## ENTRIES SHOWN
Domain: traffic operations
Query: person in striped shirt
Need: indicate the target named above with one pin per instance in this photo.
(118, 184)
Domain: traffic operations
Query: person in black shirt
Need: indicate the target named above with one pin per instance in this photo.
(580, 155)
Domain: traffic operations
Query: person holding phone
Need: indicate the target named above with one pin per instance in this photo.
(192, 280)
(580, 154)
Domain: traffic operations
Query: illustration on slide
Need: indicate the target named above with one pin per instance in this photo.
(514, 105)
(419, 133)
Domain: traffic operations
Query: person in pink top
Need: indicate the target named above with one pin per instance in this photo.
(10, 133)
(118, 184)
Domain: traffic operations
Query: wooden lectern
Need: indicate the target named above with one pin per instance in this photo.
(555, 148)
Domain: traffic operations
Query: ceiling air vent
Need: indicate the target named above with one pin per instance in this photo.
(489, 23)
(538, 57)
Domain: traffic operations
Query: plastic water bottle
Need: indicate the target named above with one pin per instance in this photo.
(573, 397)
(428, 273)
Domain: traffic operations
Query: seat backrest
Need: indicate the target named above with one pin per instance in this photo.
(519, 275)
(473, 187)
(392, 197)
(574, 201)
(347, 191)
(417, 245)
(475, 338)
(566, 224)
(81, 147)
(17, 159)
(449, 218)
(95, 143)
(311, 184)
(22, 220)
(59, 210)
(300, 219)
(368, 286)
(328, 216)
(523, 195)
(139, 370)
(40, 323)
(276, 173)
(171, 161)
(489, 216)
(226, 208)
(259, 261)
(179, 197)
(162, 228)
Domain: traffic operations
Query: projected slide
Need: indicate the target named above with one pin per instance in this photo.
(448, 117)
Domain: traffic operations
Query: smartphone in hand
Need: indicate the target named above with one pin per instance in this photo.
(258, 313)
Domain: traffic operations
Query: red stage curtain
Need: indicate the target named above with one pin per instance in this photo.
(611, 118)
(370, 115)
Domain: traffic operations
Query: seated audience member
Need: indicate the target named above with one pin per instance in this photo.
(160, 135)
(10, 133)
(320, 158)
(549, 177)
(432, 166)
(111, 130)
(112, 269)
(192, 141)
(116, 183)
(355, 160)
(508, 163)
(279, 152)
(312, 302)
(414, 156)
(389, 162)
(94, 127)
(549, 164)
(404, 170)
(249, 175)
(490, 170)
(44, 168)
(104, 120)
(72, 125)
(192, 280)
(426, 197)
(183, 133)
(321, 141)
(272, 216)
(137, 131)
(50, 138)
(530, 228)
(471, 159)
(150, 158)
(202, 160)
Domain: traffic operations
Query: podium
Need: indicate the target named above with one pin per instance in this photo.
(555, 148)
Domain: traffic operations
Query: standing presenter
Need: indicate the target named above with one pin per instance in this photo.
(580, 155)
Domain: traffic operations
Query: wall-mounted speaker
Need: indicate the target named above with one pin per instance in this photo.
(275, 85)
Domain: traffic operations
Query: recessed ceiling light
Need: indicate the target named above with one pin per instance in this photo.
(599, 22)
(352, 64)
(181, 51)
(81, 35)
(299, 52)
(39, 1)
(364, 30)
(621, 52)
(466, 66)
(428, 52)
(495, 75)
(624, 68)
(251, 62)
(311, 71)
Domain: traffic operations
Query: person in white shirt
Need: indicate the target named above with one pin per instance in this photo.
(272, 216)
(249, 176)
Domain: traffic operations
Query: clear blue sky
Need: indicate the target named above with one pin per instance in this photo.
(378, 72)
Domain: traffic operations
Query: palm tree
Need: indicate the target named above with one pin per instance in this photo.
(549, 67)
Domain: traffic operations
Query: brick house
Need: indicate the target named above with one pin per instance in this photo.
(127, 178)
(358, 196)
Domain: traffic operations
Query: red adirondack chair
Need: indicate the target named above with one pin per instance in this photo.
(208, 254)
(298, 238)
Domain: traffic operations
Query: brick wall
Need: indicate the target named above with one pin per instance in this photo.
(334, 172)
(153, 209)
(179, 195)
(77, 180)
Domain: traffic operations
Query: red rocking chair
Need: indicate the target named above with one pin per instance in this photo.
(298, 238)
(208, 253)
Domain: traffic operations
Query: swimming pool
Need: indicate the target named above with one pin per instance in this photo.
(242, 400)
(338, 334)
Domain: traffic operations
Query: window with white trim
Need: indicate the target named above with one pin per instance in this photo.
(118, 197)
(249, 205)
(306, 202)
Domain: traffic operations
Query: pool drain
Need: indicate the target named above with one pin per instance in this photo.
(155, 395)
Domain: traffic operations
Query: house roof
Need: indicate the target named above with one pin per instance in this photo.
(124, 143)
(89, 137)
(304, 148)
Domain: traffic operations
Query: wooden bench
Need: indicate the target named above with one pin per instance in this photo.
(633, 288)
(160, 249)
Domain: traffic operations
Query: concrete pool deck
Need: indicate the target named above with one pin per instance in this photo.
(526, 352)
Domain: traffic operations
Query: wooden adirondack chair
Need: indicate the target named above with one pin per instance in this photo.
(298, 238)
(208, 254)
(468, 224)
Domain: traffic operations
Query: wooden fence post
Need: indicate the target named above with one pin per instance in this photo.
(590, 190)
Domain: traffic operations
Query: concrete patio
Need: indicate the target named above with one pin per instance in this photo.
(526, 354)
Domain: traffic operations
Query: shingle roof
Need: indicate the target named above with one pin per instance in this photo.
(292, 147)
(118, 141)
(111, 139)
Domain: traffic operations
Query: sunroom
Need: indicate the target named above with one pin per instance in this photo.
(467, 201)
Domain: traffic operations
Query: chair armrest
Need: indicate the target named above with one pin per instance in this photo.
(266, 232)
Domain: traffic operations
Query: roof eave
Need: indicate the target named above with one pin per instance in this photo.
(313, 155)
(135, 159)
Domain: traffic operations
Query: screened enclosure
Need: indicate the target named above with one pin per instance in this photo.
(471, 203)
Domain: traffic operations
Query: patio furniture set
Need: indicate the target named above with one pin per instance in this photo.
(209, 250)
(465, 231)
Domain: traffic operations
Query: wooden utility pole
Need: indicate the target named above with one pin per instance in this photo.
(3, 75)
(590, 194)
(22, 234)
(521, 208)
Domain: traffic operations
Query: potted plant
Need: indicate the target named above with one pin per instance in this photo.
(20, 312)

## EXERCISE AIM
Wherever the word "concrete" appears in a line of the data, copy that line.

## RESPONSE BELOW
Query: concrete pool deck
Query: concrete patio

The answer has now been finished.